Columna publicada en El Mostrador, 22.09.2014

Insólita. Así calificó Fernando Atria la sentencia de la Corte de Apelaciones que acogió el recurso de protección presentado por apoderados del Instituto Nacional. Para Atria, el fallo sería contradictorio. Por una parte, éste establece que el municipio deberá tomar todas las medidas necesarias para garantizar la continuidad del servicio educacional. Y, por otro lado, prohíbe firmar documentos que fijen condiciones para la procedencia o el mantenimiento de las tomas (como el protocolo suscrito por Carolina Tohá). La contradicción, a juicio de Atria, es manifiesta: “¿qué ocurre si la Municipalidad llega a la conclusión de que, dadas las circunstancias en las que esas movilizaciones ocurren, la medida más eficaz para garantizar la continuidad del servicio no es usar la fuerza para desalojar, sino conversar con los estudiantes en toma?”.

La pregunta en principio parece pertinente. Pero sólo en principio, porque la sentencia no se pronunció en abstracto ni a propósito de una simple o tranquila manifestación: no hay dudas de la violencia que rodeó la toma del Instituto Nacional. Basta recordar una carta firmada por un grupo de profesores de biología que denunció, entre otros perjuicios, la destrucción del laboratorio, un amago de incendio y deterioros varios a la infraestructura del colegio. Más aún, estos y otros daños fueron reconocidos por la propia Municipalidad y por el Rector del Instituto, tanto en sus escritos ante la Corte como a través de cartas a los apoderados. ¿Cómo ignorar todo esto? ¿Cómo garantizar en ese escenario la continuidad del servicio educacional? Todo indica que aquí radica el principal problema del análisis de Atria: criticar la decisión de un tribunal sin considerar cabalmente las circunstancias que la motivan parece tan fácil como tramposo.

En todo caso, al invocar como argumento las libertades de expresión y de reunión, los estudiantes que defienden la toma incurren en una trampa semejante. En efecto, todas las normas (nacionales e internacionales) relativas a estas garantías disponen algo elemental: ellas deben ejercerse de manera pacífica y respetando ciertos límites básicos, tales como el orden público y los derechos de las otras personas. Es obvio que las preferencias políticas pueden llevar a criticar las decisiones de los tribunales y, por lo mismo, no sorprende que Atria y estos estudiantes se encuentren en la misma vereda. Pero a la luz de los hechos del caso y de la normativa aplicable cuesta entender por qué la sentencia sería reprochable desde una perspectiva jurídica.

◆ Datos en estudio
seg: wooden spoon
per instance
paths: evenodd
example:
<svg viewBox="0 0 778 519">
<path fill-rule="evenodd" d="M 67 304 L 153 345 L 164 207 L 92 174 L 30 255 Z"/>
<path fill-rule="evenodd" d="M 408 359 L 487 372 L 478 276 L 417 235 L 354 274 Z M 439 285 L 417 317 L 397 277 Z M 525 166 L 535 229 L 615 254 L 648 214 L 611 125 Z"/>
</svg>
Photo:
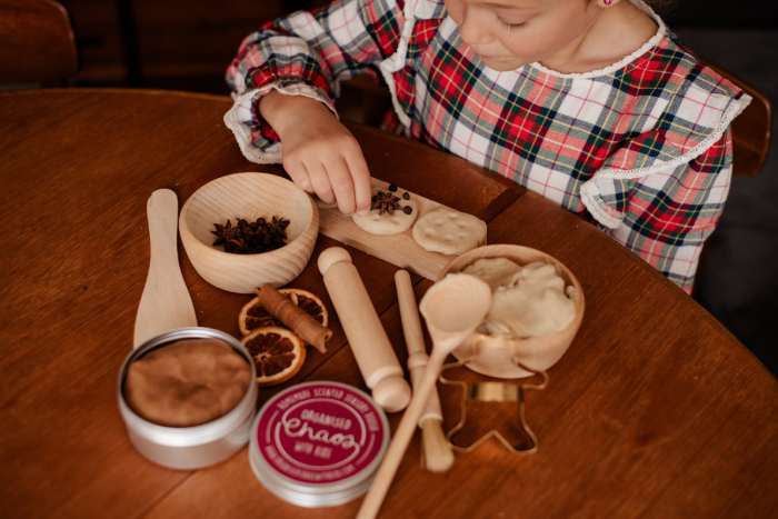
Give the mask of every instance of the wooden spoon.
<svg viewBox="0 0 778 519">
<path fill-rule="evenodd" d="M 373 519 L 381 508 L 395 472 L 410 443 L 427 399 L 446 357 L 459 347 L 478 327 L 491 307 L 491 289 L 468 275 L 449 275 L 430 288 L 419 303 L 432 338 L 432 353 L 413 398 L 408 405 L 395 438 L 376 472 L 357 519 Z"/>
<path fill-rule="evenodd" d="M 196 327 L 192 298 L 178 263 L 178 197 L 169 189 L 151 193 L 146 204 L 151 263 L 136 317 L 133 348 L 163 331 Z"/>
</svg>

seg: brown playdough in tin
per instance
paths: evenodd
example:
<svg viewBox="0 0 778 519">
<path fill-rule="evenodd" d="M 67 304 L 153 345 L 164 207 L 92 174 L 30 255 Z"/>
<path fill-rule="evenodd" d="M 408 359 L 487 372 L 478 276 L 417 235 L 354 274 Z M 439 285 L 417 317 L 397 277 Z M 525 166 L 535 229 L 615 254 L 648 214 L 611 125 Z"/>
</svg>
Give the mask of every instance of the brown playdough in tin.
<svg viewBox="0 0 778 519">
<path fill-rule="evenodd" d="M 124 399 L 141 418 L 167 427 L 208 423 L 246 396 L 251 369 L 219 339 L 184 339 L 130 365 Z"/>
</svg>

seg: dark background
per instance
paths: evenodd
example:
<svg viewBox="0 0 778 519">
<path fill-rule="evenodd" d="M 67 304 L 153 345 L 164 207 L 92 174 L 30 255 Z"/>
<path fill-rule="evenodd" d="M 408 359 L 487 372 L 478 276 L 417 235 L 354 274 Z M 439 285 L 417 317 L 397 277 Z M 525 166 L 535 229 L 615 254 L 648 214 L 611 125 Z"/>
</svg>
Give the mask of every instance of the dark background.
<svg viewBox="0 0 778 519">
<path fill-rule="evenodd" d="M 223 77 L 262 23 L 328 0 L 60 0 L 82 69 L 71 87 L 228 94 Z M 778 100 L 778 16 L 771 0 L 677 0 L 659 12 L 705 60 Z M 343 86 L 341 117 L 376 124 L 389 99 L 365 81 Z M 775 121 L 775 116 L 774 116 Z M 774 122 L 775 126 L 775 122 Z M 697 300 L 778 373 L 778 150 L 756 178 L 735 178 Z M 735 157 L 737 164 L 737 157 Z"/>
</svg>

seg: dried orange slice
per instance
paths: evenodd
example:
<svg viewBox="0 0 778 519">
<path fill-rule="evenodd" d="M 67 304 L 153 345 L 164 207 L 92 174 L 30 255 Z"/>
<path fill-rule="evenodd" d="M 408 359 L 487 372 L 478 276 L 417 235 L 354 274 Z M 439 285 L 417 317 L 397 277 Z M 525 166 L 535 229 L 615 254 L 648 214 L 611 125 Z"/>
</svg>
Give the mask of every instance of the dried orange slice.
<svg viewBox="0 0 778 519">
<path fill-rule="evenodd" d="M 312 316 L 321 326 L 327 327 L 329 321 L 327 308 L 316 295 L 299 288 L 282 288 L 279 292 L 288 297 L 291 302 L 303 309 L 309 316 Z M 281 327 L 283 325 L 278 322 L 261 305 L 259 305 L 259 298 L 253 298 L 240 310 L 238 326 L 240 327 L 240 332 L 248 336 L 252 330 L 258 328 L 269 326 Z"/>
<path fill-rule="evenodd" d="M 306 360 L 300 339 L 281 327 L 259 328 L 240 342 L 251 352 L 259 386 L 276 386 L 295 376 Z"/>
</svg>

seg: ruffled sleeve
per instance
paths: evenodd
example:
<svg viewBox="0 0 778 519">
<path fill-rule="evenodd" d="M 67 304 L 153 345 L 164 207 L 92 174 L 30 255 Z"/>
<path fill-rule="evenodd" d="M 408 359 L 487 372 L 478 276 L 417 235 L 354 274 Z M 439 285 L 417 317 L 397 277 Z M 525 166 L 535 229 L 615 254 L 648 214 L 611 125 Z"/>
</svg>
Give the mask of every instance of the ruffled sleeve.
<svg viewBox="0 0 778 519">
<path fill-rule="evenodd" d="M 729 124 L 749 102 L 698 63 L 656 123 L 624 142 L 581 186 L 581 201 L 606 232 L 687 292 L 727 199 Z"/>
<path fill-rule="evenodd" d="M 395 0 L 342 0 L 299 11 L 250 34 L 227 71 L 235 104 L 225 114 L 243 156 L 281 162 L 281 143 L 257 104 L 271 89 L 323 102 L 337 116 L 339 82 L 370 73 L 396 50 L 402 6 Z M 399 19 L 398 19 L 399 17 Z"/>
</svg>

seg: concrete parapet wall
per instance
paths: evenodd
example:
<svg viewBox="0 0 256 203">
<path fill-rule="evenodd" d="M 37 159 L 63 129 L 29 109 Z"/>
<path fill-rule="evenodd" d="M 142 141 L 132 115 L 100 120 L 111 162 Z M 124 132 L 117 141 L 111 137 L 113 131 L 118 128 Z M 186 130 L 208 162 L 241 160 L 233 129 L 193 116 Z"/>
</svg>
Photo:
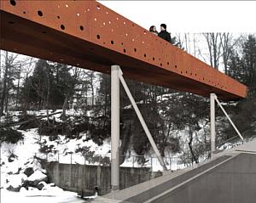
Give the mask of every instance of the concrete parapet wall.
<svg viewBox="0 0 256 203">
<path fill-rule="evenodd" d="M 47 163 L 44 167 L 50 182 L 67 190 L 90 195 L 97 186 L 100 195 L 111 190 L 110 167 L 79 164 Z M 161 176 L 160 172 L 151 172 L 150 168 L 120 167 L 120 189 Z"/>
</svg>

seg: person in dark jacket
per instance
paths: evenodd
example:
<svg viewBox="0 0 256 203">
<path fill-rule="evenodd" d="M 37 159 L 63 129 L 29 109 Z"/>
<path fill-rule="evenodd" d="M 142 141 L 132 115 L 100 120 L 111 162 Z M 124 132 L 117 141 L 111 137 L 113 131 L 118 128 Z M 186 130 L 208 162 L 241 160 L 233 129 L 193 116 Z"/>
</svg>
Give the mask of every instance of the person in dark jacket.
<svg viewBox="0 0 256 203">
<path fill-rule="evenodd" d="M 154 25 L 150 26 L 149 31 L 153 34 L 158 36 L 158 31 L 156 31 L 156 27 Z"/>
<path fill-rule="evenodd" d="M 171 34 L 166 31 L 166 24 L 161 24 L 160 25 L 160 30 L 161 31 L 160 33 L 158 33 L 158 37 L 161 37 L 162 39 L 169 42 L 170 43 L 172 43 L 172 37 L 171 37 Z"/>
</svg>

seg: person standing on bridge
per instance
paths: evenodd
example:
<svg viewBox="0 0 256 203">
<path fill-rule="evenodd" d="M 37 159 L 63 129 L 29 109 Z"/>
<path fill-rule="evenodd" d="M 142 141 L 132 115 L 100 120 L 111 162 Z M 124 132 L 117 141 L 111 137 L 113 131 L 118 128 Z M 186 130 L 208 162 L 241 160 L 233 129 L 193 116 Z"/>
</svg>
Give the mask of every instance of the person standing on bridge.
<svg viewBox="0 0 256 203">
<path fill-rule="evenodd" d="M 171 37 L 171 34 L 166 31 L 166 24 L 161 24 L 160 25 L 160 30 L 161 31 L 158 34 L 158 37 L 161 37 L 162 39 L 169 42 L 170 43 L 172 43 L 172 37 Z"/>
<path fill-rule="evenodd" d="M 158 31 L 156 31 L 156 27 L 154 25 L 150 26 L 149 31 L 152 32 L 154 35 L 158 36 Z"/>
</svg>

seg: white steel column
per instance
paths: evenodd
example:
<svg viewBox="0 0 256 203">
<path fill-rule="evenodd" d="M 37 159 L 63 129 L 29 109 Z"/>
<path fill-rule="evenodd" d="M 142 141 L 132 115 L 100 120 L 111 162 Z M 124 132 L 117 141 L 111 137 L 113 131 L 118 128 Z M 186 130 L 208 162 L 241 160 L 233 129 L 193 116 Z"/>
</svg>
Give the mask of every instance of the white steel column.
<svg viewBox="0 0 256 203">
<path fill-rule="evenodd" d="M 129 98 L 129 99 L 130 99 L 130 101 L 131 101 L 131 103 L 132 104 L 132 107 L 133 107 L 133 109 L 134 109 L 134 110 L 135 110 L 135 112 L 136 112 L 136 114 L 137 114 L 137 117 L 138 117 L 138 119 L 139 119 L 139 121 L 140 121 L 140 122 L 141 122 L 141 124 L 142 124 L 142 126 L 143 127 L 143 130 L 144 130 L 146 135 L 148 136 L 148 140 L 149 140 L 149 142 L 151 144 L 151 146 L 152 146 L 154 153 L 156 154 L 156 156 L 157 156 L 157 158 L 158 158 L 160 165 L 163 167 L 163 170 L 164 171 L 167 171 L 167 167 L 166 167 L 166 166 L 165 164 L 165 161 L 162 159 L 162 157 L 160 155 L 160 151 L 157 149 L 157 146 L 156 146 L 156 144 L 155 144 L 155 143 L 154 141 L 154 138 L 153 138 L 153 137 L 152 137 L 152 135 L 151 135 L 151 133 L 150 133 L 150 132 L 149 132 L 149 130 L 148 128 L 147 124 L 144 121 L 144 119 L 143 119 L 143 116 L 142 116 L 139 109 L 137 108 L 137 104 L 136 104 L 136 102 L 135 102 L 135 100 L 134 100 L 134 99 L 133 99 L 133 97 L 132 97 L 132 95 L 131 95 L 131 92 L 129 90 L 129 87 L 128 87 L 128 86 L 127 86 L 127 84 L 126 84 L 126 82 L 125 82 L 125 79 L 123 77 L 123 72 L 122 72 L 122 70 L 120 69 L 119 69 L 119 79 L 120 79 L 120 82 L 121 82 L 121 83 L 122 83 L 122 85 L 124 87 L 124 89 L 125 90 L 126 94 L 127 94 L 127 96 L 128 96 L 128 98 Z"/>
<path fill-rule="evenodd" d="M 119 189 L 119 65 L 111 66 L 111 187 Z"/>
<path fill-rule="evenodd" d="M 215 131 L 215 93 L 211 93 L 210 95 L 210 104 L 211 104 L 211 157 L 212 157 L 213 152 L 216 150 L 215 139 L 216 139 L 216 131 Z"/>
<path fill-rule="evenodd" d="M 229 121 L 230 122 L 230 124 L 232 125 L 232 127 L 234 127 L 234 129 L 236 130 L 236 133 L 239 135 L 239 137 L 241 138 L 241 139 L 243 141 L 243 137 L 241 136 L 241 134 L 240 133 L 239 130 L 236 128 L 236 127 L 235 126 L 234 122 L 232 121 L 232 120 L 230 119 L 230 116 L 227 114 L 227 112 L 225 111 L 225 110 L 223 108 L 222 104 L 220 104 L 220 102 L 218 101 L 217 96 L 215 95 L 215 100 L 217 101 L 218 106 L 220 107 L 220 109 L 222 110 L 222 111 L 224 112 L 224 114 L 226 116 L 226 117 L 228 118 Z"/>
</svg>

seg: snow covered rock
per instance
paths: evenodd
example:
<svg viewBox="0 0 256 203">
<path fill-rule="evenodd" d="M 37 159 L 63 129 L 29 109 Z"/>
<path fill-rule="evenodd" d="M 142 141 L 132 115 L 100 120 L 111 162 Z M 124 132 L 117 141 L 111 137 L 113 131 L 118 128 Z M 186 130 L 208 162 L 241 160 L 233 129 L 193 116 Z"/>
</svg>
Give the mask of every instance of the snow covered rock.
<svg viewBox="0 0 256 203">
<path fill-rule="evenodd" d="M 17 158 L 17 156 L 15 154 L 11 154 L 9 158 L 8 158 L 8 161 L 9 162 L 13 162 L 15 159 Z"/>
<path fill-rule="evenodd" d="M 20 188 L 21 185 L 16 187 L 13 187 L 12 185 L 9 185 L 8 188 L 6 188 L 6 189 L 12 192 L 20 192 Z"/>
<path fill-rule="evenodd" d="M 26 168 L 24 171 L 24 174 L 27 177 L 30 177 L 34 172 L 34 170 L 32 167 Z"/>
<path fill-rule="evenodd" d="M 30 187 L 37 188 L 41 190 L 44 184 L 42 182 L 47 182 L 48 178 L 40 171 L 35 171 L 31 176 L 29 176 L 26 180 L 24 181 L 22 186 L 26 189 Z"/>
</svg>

◆ Tareas por realizar
1. En la columna sobre la toma del Instituto Nacional, ¿qué perjuicios denunció la carta firmada por un grupo de profesores de biología?
2. Escribe la continuación de la columna sobre la toma del Instituto Nacional a partir de su última oración.

◆ Respuestas por tarea
1. La destrucción del laboratorio, un amago de incendio y deterioros varios a la infraestructura del colegio.

2.
En rigor, el derecho vigente parece ser muy claro al respecto. Por una parte, la necesidad de garantizar el servicio educacional se ve confirmada por la Convención de los Derechos del Niño, que obliga a los Estados que la han ratificado, como Chile, a “adoptar medidas para fomentar la asistencia regular a las escuelas” (Art. 28.1). Por otro lado, tanto la Ley General de Educación —ley aprobada en el primer gobierno de Michelle Bachelet— como los reglamentos de Consejos Escolares y Centros de Alumnos regulan el principio de participación de la comunidad escolar. Y el reglamento interno del Instituto Nacional es claro: ninguna organización interna está autorizada a paralizar la actividad escolar por medio de votaciones.

No deja de sorprender que muchos de los sectores que antes propiciaron ese tipo de reglamentos, en pos de la participación y del autogobierno de las comunidades educativas, ahora los desconozcan. Defender ciertos principios sólo cuando resultan funcionales a las agendas políticas propias no parece algo muy estético. Pero tal vez en ese tipo de agendas se encuentra la raíz de las críticas al fallo de la Corte de Apelaciones. Quizás lo insólito del caso, entonces, no sea precisamente la sentencia.